* Begin Stored rows *
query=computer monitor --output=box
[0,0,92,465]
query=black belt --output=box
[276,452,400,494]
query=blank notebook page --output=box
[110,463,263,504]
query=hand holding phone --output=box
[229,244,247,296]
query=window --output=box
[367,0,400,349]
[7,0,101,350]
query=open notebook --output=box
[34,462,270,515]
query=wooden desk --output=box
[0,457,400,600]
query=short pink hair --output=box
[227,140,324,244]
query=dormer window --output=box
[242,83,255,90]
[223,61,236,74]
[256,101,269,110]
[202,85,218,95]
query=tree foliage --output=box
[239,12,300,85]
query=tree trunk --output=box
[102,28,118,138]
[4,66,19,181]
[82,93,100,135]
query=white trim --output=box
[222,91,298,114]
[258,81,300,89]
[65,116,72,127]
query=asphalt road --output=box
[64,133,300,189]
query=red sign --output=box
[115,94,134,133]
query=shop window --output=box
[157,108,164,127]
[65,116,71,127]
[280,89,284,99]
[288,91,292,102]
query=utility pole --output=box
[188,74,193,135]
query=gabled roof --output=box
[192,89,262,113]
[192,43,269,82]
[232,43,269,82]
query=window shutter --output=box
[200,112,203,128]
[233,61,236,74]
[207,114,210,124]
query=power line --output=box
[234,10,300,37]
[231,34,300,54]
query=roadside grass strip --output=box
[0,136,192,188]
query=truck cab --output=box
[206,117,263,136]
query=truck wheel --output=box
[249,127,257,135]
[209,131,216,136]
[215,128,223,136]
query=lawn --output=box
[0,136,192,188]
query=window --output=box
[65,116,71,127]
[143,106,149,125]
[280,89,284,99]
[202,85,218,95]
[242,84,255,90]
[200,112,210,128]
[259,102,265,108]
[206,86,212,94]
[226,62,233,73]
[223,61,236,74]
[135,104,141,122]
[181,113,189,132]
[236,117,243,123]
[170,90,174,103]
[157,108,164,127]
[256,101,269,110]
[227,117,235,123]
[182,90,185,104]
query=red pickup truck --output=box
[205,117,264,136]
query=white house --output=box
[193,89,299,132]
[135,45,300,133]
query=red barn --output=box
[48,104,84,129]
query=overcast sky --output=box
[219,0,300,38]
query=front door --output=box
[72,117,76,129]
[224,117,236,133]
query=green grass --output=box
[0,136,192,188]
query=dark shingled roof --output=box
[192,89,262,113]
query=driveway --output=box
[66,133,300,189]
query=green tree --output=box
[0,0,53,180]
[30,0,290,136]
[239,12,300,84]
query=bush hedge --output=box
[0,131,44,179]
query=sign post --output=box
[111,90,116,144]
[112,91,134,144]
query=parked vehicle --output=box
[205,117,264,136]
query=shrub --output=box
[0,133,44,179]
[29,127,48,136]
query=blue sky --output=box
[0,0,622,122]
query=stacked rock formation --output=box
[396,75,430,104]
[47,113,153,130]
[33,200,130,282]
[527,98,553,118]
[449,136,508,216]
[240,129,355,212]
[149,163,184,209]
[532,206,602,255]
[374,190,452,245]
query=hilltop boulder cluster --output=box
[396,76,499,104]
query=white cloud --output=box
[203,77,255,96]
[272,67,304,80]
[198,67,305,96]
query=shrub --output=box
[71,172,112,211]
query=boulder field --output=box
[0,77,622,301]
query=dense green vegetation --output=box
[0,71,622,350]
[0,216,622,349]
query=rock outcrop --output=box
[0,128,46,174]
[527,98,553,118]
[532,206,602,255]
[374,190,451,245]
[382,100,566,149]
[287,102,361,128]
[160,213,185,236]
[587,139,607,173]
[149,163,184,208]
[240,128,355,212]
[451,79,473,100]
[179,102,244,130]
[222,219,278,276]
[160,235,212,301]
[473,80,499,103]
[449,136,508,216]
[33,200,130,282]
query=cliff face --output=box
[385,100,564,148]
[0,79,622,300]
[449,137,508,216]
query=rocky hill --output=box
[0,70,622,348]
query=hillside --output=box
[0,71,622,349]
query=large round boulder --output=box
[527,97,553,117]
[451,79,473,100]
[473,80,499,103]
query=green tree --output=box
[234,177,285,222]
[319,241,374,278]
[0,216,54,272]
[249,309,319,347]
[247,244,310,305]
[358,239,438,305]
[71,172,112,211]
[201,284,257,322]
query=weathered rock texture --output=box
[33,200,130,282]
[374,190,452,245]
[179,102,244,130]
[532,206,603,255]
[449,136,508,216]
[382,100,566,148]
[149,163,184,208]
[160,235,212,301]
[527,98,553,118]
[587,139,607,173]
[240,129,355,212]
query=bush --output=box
* End Stored rows *
## What to produce
Update the listing above so that every occurrence of "--output=box" reads "--output=bbox". Keep everything else the same.

## Response to the task
query=computer monitor --output=bbox
[0,0,92,465]
query=black belt --output=bbox
[276,452,400,494]
query=blank notebook page --output=bbox
[110,463,263,504]
query=hand holding phone --output=bbox
[229,244,247,296]
query=window --output=bbox
[367,0,400,349]
[7,0,101,350]
query=open notebook --output=bbox
[34,462,270,515]
query=wooden desk --output=bbox
[0,457,400,600]
query=short pink hair --output=bbox
[227,140,324,244]
query=dormer window --output=bbox
[242,83,255,90]
[223,61,236,74]
[256,101,269,110]
[202,85,218,95]
query=tree foliage --output=bbox
[239,12,300,85]
query=tree trunk --output=bbox
[102,28,118,138]
[4,66,19,181]
[82,93,100,135]
query=white trim --output=bbox
[222,91,298,114]
[258,81,300,89]
[65,116,72,127]
query=asphalt road --output=bbox
[64,133,300,189]
query=red sign --output=bbox
[115,94,134,133]
query=shop window --output=bbox
[157,108,164,127]
[65,116,71,127]
[280,89,284,99]
[288,91,292,102]
query=utility pole --output=bbox
[188,74,193,135]
query=gabled roof --output=bbox
[192,89,262,113]
[192,43,269,82]
[232,43,269,82]
query=window shutter --output=bbox
[200,112,203,128]
[233,61,236,74]
[207,114,210,124]
query=power line --output=bbox
[234,10,300,37]
[231,34,300,54]
query=roadside grass strip --output=bbox
[0,136,192,188]
query=truck cab --output=bbox
[206,117,263,136]
query=truck wheel --output=bbox
[249,127,257,135]
[209,131,216,136]
[215,128,223,136]
query=lawn --output=bbox
[0,136,192,188]
query=window --output=bbox
[65,116,71,127]
[143,106,149,125]
[280,89,284,99]
[202,85,218,95]
[242,84,255,90]
[200,112,210,128]
[259,102,265,108]
[206,86,212,94]
[226,62,233,73]
[223,61,236,74]
[135,104,141,122]
[181,113,189,132]
[236,117,243,123]
[170,90,174,103]
[157,108,164,127]
[256,101,269,110]
[227,117,235,123]
[182,90,185,104]
query=red pickup truck --output=bbox
[205,117,264,136]
query=white house --output=bbox
[193,89,299,132]
[135,45,300,133]
query=red barn --output=bbox
[48,104,84,129]
query=overcast sky --output=bbox
[219,0,300,38]
query=front door --output=bbox
[72,117,76,129]
[224,117,236,133]
query=green grass --output=bbox
[0,136,192,188]
query=dark shingled roof --output=bbox
[192,89,262,113]
query=driveway --output=bbox
[66,133,300,189]
query=green tree --output=bbox
[0,0,53,180]
[30,0,290,136]
[239,12,300,84]
query=bush hedge --output=bbox
[0,131,44,179]
query=sign post --output=bbox
[111,90,116,144]
[112,91,134,144]
query=parked vehicle --output=bbox
[205,117,264,136]
query=shrub --output=bbox
[0,133,44,179]
[29,127,48,136]
query=blue sky --output=bbox
[0,0,622,122]
query=stacked rock formation --output=bbox
[396,75,430,104]
[47,113,153,130]
[33,200,130,282]
[527,98,553,118]
[449,136,508,216]
[240,129,355,212]
[149,163,184,209]
[532,206,602,255]
[374,190,452,245]
query=hilltop boulder cluster --output=bbox
[396,76,499,104]
query=white cloud --output=bbox
[203,77,255,96]
[272,67,304,80]
[198,67,305,96]
query=shrub --output=bbox
[71,172,112,211]
query=boulder field --output=bbox
[0,77,622,301]
query=dense green vegetation --output=bbox
[0,71,622,350]
[0,216,622,349]
query=rock outcrop --output=bbox
[0,128,46,174]
[527,98,553,118]
[532,206,602,255]
[374,190,451,245]
[382,100,566,149]
[287,102,361,128]
[160,213,185,236]
[587,139,607,173]
[149,163,184,208]
[240,128,355,212]
[451,79,473,100]
[179,102,244,130]
[222,219,278,276]
[160,235,212,301]
[473,80,499,103]
[449,136,508,216]
[33,200,130,282]
query=cliff face --output=bbox
[385,100,564,148]
[0,79,622,300]
[449,137,508,216]
query=rocky hill --output=bbox
[0,70,622,348]
query=hillside --output=bbox
[0,71,622,349]
query=large round boulder --output=bbox
[527,97,553,117]
[451,79,473,100]
[473,80,499,103]
query=green tree --output=bbox
[234,177,285,222]
[319,241,374,278]
[0,216,54,272]
[249,309,319,347]
[247,244,310,305]
[358,239,438,305]
[71,172,112,211]
[201,284,257,322]
query=weathered rock texture --output=bbox
[33,200,130,282]
[374,190,452,245]
[179,102,244,130]
[532,206,603,255]
[449,136,508,216]
[382,100,566,148]
[149,163,184,208]
[160,235,212,301]
[527,98,553,118]
[587,139,607,173]
[240,129,355,212]
query=bush --output=bbox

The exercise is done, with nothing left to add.